[DIRECTIONS]
A: List the usernames of everyone who posts in the forum thread below about light Campy-compatible cassettes and chains.
B: In the cassette and chain thread below, which company will re-space a DuraAce cassette to Campy specs?
C: Output the part of the cassette and chain thread below starting with "## Juanmoretime (Nov" and going on through "he said X2!".

[PROVIDED PASSAGE]
------------------------

# Light Campy Compatable Cassette/chain



## chirider990 (Apr 18, 2004)

I am looking for a light cassette for my new FSA 488 tubulars. I am also looking for recomendations for a lightweight chain. Current bike build

TCR Composite frame and fork
FSA K force crank
Whipperman Stainless chain
Voloce cassette
FSA 488 wheels mondo pro tubulars
Mavic skewers
Record rear der
red front der
Centaur shifters 
Zero grav brakes
use alien post
slr saddle
f99 stem
scott drop bar
heavy bar fat tape
ritchey pro peleton pedels

also if there are any other recomendations for lightening this bike it would be appreciated. I am not sure of current weight. With Ksyrium sl wheels with Kenda 150g tires it weighed in at 15.7


----------



## sevencycle (Apr 23, 2006)

KMC 10 Sl chain & Record Ti Cassette. KCNC makes a Campy cassette as it shifts only OK. Wheels manufacturing will re-space a DuraAce cassette to Campy Specs for the best performance of the bunch.You have lots of other area's to trim down just takes some Benny'$.


----------



## DIRT BOY (Aug 22, 2002)

chirider990 said:


> I am looking for a light cassette for my new FSA 488 tubulars. I am also looking for recomendations for a lightweight chain. Current bike build
> 
> TCR Composite frame and fork
> FSA K force crank
> ...


Again KCM X10 SL

Cassette: KCNC SC/AL/Ti, I am have been using them for years with NO diffrence in shifting between them and Chorus cassettes. Also Recon Ti I am told are excellent as well.


----------



## Juanmoretime (Nov 24, 2001)

DIRT BOY said:


> Again KCM X10 SL
> 
> Cassette: KCNC SC/AL/Ti, I am have been using them for years with NO diffrence in shifting between them and Chorus cassettes. Also Recon Ti I am told are excellent as well.


What he said X2!


----------



## sevencycle (Apr 23, 2006)

I have a KCNC Campy spaced cassette and hard climbing shift performance is well below my custom DuraAce Campy spaced cassette. But I do use it on my Zipp 202's for hillclimbs. I do have to think when I shift the KCNC as the D/A is effortless.


----------

------------------------

[Data entries]
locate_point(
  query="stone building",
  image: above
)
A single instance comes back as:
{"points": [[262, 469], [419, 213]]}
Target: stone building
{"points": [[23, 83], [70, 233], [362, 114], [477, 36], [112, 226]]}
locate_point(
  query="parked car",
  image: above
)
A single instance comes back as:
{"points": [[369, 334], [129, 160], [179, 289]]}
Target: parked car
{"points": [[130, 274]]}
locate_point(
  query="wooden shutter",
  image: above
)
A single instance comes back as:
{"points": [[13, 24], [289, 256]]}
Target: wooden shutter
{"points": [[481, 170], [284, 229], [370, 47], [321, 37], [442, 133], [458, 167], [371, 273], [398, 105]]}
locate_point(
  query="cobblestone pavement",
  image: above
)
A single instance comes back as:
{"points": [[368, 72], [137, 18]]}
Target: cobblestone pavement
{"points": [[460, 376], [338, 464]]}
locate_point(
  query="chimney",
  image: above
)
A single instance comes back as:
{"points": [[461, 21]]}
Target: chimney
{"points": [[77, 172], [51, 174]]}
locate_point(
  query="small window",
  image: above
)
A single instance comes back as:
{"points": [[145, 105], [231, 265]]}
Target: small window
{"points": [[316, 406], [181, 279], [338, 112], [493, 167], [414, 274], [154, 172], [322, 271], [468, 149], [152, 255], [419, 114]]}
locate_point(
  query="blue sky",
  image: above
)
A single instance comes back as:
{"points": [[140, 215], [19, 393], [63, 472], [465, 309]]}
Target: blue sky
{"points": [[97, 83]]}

------------------------

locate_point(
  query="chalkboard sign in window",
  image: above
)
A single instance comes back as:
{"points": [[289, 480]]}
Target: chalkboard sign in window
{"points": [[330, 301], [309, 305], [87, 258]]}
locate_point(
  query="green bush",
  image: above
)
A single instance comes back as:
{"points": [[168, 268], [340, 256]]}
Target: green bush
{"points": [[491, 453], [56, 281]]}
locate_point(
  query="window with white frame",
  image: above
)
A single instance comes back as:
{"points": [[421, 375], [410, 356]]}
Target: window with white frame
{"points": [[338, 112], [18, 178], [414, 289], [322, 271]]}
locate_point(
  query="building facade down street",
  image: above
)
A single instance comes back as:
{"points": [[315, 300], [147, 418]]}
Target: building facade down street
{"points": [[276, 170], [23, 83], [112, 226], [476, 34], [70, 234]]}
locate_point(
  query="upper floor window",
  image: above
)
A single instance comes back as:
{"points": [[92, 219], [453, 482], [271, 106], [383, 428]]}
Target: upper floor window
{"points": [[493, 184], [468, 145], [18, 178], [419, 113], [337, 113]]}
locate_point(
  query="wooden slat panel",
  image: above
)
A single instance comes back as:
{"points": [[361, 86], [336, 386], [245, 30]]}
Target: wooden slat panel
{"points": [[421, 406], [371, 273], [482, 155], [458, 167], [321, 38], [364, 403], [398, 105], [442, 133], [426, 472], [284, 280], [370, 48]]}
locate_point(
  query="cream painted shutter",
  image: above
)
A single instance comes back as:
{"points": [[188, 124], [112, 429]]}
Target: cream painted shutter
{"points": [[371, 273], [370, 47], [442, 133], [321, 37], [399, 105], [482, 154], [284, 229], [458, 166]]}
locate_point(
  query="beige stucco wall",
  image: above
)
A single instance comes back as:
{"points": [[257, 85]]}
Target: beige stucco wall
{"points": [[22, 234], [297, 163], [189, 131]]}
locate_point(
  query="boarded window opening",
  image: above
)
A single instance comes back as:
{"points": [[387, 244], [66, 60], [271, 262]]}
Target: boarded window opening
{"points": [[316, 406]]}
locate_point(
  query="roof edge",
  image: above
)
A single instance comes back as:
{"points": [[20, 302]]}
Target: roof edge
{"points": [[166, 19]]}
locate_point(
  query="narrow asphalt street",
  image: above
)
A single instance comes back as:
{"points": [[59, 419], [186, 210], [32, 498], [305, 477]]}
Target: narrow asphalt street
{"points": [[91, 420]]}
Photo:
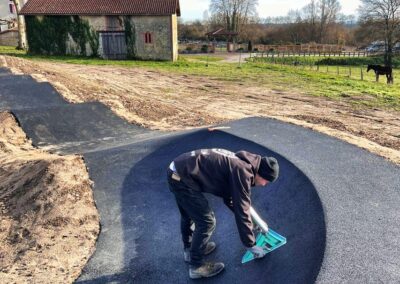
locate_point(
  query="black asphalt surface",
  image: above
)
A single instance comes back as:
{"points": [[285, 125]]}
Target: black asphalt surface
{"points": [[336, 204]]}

------------------------

[PER-TASK OUTPUTS]
A:
chirider990
sevencycle
DIRT BOY
Juanmoretime

B: Wheels manufacturing.

C:
## Juanmoretime (Nov 24, 2001)

DIRT BOY said:


> Again KCM X10 SL
> 
> Cassette: KCNC SC/AL/Ti, I am have been using them for years with NO diffrence in shifting between them and Chorus cassettes. Also Recon Ti I am told are excellent as well.


What he said X2!